BEGIN

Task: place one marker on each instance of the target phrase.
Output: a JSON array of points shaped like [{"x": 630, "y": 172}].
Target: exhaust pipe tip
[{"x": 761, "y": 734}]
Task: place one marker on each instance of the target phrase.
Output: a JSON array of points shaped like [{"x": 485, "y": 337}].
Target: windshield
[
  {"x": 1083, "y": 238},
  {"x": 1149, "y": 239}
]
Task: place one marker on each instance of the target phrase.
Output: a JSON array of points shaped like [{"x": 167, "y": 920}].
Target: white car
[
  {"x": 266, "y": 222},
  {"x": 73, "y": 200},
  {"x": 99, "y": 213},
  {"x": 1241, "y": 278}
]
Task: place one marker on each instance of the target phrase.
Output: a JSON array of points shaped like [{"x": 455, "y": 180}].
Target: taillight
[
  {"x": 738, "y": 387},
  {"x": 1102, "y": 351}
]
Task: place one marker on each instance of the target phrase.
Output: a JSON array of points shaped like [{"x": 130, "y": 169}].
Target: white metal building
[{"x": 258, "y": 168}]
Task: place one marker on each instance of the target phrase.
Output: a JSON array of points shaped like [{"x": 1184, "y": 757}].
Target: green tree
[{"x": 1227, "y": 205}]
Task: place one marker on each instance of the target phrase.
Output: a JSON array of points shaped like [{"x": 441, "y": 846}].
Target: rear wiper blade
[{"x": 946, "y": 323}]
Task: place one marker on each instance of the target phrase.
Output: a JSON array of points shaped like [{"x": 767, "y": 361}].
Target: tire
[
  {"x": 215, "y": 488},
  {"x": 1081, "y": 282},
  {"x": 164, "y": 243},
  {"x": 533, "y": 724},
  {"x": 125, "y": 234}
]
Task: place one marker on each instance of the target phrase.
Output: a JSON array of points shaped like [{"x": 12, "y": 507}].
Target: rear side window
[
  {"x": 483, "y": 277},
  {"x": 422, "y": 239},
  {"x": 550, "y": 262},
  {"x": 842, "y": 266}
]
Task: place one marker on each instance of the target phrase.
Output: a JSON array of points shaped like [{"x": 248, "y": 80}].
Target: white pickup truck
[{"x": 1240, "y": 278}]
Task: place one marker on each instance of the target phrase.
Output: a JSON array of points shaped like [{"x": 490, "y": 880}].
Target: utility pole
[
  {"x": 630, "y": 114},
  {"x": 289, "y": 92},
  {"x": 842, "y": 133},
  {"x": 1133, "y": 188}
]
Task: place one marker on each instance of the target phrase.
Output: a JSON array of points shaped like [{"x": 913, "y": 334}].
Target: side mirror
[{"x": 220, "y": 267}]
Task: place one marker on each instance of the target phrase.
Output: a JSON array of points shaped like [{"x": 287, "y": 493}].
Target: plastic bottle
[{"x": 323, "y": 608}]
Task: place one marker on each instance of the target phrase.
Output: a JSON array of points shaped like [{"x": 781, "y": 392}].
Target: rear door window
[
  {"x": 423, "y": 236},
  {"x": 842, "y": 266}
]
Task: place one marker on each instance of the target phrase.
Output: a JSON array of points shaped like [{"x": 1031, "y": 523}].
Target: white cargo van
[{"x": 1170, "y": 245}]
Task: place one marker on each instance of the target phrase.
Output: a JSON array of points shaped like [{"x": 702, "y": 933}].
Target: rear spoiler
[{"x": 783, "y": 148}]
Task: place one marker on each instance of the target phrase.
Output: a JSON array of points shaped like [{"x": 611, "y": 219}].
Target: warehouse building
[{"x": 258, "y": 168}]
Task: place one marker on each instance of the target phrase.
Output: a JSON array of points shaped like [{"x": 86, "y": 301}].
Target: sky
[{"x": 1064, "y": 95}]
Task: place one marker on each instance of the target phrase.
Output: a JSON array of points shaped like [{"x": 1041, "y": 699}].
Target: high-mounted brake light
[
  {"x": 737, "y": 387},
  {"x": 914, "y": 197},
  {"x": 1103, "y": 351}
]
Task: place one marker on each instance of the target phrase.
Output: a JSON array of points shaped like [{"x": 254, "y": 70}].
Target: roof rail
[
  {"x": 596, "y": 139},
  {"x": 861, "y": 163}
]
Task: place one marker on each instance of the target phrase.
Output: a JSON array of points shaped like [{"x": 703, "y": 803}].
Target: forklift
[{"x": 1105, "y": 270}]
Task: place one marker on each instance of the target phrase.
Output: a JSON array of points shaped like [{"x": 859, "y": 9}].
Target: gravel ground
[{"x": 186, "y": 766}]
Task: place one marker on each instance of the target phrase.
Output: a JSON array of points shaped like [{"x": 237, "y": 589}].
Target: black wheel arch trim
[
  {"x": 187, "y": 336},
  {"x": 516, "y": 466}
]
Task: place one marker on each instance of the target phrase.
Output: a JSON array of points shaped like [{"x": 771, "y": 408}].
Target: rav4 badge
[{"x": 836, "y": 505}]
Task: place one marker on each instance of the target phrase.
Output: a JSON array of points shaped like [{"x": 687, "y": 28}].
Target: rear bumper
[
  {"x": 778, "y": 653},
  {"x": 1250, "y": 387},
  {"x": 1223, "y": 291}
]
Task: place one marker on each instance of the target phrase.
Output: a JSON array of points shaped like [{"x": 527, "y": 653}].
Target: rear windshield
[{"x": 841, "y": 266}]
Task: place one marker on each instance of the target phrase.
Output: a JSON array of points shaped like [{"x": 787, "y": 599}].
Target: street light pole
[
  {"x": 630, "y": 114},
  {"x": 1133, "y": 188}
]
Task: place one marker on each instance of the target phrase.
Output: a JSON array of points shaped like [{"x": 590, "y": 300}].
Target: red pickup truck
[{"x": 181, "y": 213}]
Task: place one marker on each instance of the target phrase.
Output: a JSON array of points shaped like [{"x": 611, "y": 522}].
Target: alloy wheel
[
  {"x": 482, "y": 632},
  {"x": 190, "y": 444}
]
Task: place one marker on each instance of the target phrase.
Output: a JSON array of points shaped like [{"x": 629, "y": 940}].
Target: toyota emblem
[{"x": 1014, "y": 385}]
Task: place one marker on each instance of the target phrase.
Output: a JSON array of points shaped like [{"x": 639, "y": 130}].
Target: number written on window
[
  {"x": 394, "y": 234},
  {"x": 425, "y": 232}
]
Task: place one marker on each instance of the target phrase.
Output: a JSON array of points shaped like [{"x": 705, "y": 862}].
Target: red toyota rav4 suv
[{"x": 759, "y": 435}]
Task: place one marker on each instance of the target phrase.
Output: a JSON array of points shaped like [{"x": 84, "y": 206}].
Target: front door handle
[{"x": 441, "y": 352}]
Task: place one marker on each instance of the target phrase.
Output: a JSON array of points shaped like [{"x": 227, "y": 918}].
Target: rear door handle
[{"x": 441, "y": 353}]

END

Print every record exactly as it was given.

Task: place one marker on each instance of the target phrase.
Output: a JSON array of points shaped like [{"x": 630, "y": 172}].
Target: exhaust pipe tip
[{"x": 761, "y": 734}]
Task: place one marker on each instance of the target phrase.
Output: a JSON array of points shaped like [{"x": 485, "y": 337}].
Target: windshield
[
  {"x": 1083, "y": 238},
  {"x": 1149, "y": 239}
]
Task: place one marker on each instance of the target phrase.
Output: a JSON array of points shaped like [{"x": 167, "y": 920}].
Target: white car
[
  {"x": 266, "y": 222},
  {"x": 73, "y": 200},
  {"x": 99, "y": 213},
  {"x": 1241, "y": 278}
]
Task: place one marker on each instance of the target phrase.
Output: a JSON array of points shaped like [{"x": 455, "y": 180}].
Target: taillight
[
  {"x": 738, "y": 387},
  {"x": 1102, "y": 351}
]
Task: place one marker on each instance of the target phrase.
Output: a JSON array of points shaped like [{"x": 130, "y": 169}].
Target: white metal building
[{"x": 258, "y": 168}]
Task: place one marker on each instance of the target phrase.
Output: a JSON array of points shaped like [{"x": 1184, "y": 757}].
Target: green tree
[{"x": 1227, "y": 205}]
Task: place one marker on each instance of the target phrase.
Output: a JSON array of points shaped like [{"x": 441, "y": 846}].
Target: rear wiper blade
[{"x": 946, "y": 323}]
Task: place one marker on each instance of the target phrase.
Output: a JSON array of points shaped like [{"x": 767, "y": 361}].
Target: tire
[
  {"x": 215, "y": 488},
  {"x": 1081, "y": 282},
  {"x": 164, "y": 243},
  {"x": 533, "y": 724},
  {"x": 125, "y": 234}
]
Task: place one marker on each instance of the target phrase.
Output: a JSON array of points shaped like [{"x": 12, "y": 507}].
Target: rear side window
[
  {"x": 483, "y": 277},
  {"x": 422, "y": 239},
  {"x": 550, "y": 262},
  {"x": 842, "y": 266}
]
Task: place one marker on each instance of the target phrase.
Output: a JSON array of points shaped like [{"x": 248, "y": 80}].
Target: white pickup truck
[{"x": 1240, "y": 278}]
Task: place one marker on each instance of the target phrase.
Output: a JSON array of points shaped like [{"x": 490, "y": 880}].
Target: utility pole
[
  {"x": 630, "y": 114},
  {"x": 289, "y": 92},
  {"x": 842, "y": 133},
  {"x": 1133, "y": 188}
]
Task: place one marker on each instance of the target phrase.
Output: a JSON array of points shaped like [{"x": 913, "y": 334}].
Target: side mirror
[{"x": 220, "y": 267}]
Task: place one marker on each instance of the target phrase.
Output: a JSON array of points shaped like [{"x": 287, "y": 493}].
Target: plastic bottle
[{"x": 323, "y": 608}]
Task: place one marker on each instance of the target phrase.
Output: a JSON array of points shaped like [{"x": 781, "y": 392}].
Target: rear door window
[
  {"x": 423, "y": 236},
  {"x": 842, "y": 266}
]
Task: place one marker on each instance of the target phrase.
Output: a JSON array of points shaped like [{"x": 1031, "y": 523}].
Target: white cargo van
[{"x": 1170, "y": 245}]
Task: place one marker on each instance of the target phrase.
Output: a JSON array of points shaped like [{"x": 702, "y": 933}].
Target: rear spoiler
[{"x": 783, "y": 148}]
Task: place one marker on each instance of the target phrase.
Output: a JSON array of points shaped like [{"x": 611, "y": 219}].
Target: warehouse building
[{"x": 258, "y": 168}]
Task: place one marker on each instance of the target phrase.
Output: a JSON array of points shaped like [{"x": 86, "y": 301}].
Target: sky
[{"x": 1064, "y": 95}]
Task: place one marker on each instance of the target phrase.
Output: a JSON array of points shaped like [{"x": 1041, "y": 699}].
Target: high-mounted brake light
[
  {"x": 737, "y": 387},
  {"x": 914, "y": 197},
  {"x": 1103, "y": 351}
]
Task: place one marker on each instance of the target phrase.
Output: a JSON array of points shaped like [{"x": 254, "y": 70}].
Target: roof rail
[
  {"x": 596, "y": 139},
  {"x": 861, "y": 163}
]
Task: place one marker on each instance of the target phrase.
Output: a JSON array of points shaped like [{"x": 703, "y": 803}].
Target: forklift
[{"x": 1105, "y": 270}]
Task: place one marker on each instance of the target phrase.
Output: a JSON array of points shaped like [{"x": 859, "y": 9}].
Target: gravel ground
[{"x": 186, "y": 766}]
Task: place one marker on each instance of the target phrase.
Output: a JSON array of points shaped like [{"x": 237, "y": 589}].
Target: black wheel arch trim
[
  {"x": 187, "y": 336},
  {"x": 516, "y": 466}
]
Task: place one marker on each instance of the target phrase.
Output: a JSON array of points shaped like [{"x": 771, "y": 408}].
Target: rav4 badge
[{"x": 836, "y": 505}]
Task: place one marker on each instance of the target phrase.
Output: a JSON array of points shaped like [{"x": 687, "y": 28}].
Target: rear bumper
[
  {"x": 778, "y": 653},
  {"x": 1250, "y": 387},
  {"x": 1223, "y": 291}
]
Task: place one marker on each instance of the target phrase.
Output: a JSON array of points shaped like [{"x": 527, "y": 653}].
Target: rear windshield
[{"x": 841, "y": 266}]
Task: place one marker on each instance of the target phrase.
Output: a JSON array of points shaped like [{"x": 787, "y": 599}].
Target: street light pole
[
  {"x": 630, "y": 114},
  {"x": 1133, "y": 188}
]
Task: place one marker on each instance of the target phrase.
Output: a JSON array of points shaped like [{"x": 590, "y": 300}].
Target: red pickup truck
[{"x": 181, "y": 213}]
Task: place one marker on each instance of the target phrase.
Output: a JSON array of points shaped like [{"x": 611, "y": 522}].
Target: alloy wheel
[
  {"x": 482, "y": 632},
  {"x": 190, "y": 444}
]
Task: place one marker on each instance of the target phrase.
Output: a JSON array of points shaped like [{"x": 629, "y": 940}].
Target: toyota emblem
[{"x": 1014, "y": 385}]
Task: place one marker on each instance of the target phrase.
Output: a JSON array of points shaped like [{"x": 639, "y": 130}].
Target: number written on window
[
  {"x": 394, "y": 234},
  {"x": 425, "y": 232}
]
Task: place one marker on each instance of the target phrase.
Output: a JSON array of points shaped like [{"x": 705, "y": 862}].
Target: red toyota rav4 suv
[{"x": 759, "y": 435}]
Task: place one marker on each instance of the target phrase.
Output: a JSON array of points shaped like [{"x": 84, "y": 206}].
Target: front door handle
[{"x": 441, "y": 352}]
Task: place one marker on each instance of the target phrase.
Output: a JSON array of points shaped like [{"x": 227, "y": 918}].
Target: rear door handle
[{"x": 441, "y": 353}]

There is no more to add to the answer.